Work to complete —
What is needed is an exact copy of every line in the listing.

Material provided —
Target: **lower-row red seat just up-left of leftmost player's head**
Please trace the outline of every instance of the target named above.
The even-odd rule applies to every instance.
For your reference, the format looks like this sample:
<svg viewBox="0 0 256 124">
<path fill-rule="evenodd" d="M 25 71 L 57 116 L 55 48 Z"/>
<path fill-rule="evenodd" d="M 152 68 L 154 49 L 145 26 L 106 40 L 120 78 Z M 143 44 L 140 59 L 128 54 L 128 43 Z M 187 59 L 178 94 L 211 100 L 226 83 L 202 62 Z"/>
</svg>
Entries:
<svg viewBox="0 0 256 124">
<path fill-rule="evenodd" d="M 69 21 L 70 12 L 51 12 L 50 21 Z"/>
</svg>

Answer space —
Target: **lower-row red seat just up-left of leftmost player's head**
Please trace the outline of every instance of the target named above.
The even-odd rule applies to every instance.
For your reference, the format looks like this sample:
<svg viewBox="0 0 256 124">
<path fill-rule="evenodd" d="M 25 71 L 57 116 L 55 48 Z"/>
<path fill-rule="evenodd" d="M 152 68 L 154 49 L 145 26 L 106 40 L 120 78 Z M 143 44 L 140 59 L 128 54 L 128 43 Z M 187 59 L 178 94 L 211 100 L 226 83 L 202 62 Z"/>
</svg>
Entries:
<svg viewBox="0 0 256 124">
<path fill-rule="evenodd" d="M 69 21 L 70 12 L 51 12 L 50 21 Z"/>
</svg>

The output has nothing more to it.